Reproduce the passage of the Keith MacKenzie thread below word for word, between "It also helps" and "to watching him.", inclusive.

» **Excerpt**
* * *

# Keith MacKenzie of Oakland



## casebeck22 (Jul 20, 2005)

11 Keith MacKenzie G 6-2 185 Fr./HS Macomb Township, Mich. (DeLaSalle)

I played basketball with this kid since I was in 3rd grade. Very good skills, always a hard and dedicated worker. Should be fun to watch him this year.

http://www.ougrizzlies.com/menssports/basketball/Bios/MacKenzie.htm


----------



## kamego (Dec 29, 2003)

"finished fourth in the Mr. Basketball voting in Michigan " not to shabby. Oakland is recuriting better lately.


----------



## casebeck22 (Jul 20, 2005)

Oakland is recruiting better lately. It is easy to recruit once you have players going to the NBA. I am looking forward to watching this team grow and going to the games.


----------



## kamego (Dec 29, 2003)

casebeck22 said:


> Oakland is recruiting better lately. It is easy to recruit once you have players going to the NBA. I am looking forward to watching this team grow and going to the games.


It also helps UDM has taken a step back in terms of recuriting. Not say they are doing bad now but they certainly aren't getting the Jermaine Jackson's of detroit any more.


----------



## casebeck22 (Jul 20, 2005)

I'll be taking notes of this kid when I go to the games this season. I'm looking forward to watching him.


----------



## kamego (Dec 29, 2003)

I don't know how much he will play. Depending on how camp goes he might be a redshirt guy.


----------



## casebeck22 (Jul 20, 2005)

He has been in the rotation in their preseason practice games. I would expect him on the roster.


----------



## kamego (Dec 29, 2003)

casebeck22 said:


> He has been in the rotation in their preseason practice games. I would expect him on the roster.


Well you can't cut a college player and redshirt guys would practice with the team all season. Redshirt status doesn't have to be given until after the scrimage games coming up in early november.


----------



## casebeck22 (Jul 20, 2005)

kamego said:


> Well you can't cut a college player and redshirt guys would practice with the team all season. Redshirt status doesn't have to be given until after the scrimage games coming up in early november.


I talked to his dad a few weeks ago - his is an old basketball coach of mine, he expects Keith to be in the rotation come the start of the season.


----------



## kamego (Dec 29, 2003)

casebeck22 said:


> I talked to his dad a few weeks ago - his is an old basketball coach of mine, he expects Keith to be in the rotation come the start of the season.


I am always in favor of redshirting the freshman, it only helps the player adjust to the speed of the game.


----------



## casebeck22 (Jul 20, 2005)

kamego said:


> I am always in favor of redshirting the freshman, it only helps the player adjust to the speed of the game.


This kid is very good. He had offers from all kinds of D-1 schools, they are lucky to get him. He wanted to stay close to home. He is ready to play for them.


----------



## kamego (Dec 29, 2003)

casebeck22 said:


> This kid is very good. He had offers from all kinds of D-1 schools, they are lucky to get him. He wanted to stay close to home. He is ready to play for them.


I know he is D-1 good but he is also a guard and I bet guys are a tid quicker then he's used to. Oakland has a brutal non-conf schedule as they do every year.


----------

* * *

» **Excerpted records**
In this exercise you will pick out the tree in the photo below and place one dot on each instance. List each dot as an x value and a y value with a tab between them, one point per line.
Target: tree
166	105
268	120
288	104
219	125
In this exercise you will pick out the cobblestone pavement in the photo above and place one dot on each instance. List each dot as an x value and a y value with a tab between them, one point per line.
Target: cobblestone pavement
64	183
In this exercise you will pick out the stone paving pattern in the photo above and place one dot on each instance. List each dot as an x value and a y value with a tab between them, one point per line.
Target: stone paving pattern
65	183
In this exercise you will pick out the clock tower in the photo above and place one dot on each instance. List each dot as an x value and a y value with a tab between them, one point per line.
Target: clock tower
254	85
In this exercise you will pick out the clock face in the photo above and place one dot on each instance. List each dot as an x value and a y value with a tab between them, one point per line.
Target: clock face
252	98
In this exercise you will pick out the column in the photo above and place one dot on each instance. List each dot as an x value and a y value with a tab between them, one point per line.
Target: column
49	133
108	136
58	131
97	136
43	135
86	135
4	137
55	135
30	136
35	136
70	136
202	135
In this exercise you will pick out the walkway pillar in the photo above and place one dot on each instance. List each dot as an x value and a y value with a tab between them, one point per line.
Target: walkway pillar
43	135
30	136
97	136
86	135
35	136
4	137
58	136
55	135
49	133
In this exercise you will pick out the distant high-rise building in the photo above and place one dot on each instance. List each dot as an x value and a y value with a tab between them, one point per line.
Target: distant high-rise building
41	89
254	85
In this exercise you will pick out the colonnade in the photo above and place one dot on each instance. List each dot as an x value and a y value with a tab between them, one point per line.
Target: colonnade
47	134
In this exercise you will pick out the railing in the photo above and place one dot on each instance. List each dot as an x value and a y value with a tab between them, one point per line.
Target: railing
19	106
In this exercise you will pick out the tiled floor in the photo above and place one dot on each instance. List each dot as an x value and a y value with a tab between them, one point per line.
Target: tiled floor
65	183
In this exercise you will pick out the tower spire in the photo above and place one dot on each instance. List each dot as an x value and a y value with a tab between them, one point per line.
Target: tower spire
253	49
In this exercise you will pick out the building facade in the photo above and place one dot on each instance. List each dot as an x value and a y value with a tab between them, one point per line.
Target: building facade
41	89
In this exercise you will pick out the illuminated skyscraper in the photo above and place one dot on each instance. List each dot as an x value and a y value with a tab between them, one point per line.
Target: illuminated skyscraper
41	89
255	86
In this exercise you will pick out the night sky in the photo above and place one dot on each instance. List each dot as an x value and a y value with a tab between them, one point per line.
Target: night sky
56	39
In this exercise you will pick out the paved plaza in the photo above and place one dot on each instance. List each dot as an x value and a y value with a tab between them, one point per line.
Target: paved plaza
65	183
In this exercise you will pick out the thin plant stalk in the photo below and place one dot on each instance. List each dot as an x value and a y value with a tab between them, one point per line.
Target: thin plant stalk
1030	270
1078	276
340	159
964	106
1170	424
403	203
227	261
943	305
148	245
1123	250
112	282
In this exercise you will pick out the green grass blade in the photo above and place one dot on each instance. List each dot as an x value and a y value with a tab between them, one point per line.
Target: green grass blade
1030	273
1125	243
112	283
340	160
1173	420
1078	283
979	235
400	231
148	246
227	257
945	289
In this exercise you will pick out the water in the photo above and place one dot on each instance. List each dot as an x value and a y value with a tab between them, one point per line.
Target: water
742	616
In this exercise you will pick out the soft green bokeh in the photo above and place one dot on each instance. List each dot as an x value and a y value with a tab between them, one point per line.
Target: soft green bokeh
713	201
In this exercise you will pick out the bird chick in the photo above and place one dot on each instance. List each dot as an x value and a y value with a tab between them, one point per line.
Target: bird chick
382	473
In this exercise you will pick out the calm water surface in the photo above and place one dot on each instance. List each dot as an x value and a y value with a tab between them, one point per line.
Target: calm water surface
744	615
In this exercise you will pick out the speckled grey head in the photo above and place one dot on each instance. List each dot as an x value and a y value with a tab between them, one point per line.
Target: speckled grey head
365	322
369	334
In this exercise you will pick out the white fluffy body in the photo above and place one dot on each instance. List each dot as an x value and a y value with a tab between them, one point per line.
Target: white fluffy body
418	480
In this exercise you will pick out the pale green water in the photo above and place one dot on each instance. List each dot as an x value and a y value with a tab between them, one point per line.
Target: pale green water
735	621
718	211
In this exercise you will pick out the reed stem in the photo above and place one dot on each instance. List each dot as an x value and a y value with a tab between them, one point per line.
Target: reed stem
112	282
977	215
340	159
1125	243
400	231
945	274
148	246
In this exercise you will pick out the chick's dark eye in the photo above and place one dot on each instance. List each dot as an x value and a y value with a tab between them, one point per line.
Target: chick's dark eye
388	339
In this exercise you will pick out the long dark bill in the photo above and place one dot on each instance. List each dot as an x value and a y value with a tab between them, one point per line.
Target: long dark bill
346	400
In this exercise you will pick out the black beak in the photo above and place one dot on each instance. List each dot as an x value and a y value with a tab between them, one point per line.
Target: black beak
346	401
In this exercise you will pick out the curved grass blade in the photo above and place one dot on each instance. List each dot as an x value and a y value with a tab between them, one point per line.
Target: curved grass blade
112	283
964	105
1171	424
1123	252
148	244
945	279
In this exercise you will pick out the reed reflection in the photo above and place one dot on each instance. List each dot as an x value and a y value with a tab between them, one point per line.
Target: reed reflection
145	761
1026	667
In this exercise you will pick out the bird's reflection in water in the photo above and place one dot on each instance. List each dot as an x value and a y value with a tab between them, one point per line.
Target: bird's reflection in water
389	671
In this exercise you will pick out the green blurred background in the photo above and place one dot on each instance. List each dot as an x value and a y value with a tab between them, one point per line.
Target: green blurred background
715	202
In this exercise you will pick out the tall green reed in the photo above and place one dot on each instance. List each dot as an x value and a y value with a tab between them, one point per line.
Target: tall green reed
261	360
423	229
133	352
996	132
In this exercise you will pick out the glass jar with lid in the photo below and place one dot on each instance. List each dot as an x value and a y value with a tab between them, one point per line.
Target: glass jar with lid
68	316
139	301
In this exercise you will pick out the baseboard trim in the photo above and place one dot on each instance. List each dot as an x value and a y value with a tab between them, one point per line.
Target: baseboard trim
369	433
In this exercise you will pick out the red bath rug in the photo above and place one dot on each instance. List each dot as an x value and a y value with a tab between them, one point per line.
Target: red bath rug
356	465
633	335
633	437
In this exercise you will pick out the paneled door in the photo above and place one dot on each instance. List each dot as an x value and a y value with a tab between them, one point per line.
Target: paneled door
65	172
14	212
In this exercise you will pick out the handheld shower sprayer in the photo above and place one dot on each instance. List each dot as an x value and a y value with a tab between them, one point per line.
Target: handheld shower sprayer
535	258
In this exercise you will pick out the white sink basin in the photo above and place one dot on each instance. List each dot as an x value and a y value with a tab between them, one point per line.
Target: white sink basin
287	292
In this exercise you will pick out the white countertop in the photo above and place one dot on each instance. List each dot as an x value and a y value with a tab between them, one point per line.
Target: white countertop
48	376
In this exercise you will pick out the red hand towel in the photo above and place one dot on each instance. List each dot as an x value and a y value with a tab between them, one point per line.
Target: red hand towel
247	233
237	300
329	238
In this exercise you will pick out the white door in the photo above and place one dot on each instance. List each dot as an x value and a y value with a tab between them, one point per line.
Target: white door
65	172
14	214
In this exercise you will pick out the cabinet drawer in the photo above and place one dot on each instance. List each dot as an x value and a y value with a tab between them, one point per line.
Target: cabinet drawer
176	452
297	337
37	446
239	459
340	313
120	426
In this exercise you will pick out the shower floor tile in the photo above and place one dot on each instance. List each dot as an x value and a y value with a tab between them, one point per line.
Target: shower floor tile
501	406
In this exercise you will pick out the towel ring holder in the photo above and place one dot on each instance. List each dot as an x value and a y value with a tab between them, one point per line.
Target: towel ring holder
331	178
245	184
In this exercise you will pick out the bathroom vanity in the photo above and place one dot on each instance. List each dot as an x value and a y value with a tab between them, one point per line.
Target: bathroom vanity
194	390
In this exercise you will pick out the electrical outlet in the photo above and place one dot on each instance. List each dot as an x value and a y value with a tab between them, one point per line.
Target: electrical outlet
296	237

* * *

» **Response to this exercise**
It also helps UDM has taken a step back in terms of recuriting. Not say they are doing bad now but they certainly aren't getting the Jermaine Jackson's of detroit any more.


----------



## casebeck22 (Jul 20, 2005)

I'll be taking notes of this kid when I go to the games this season. I'm looking forward to watching him.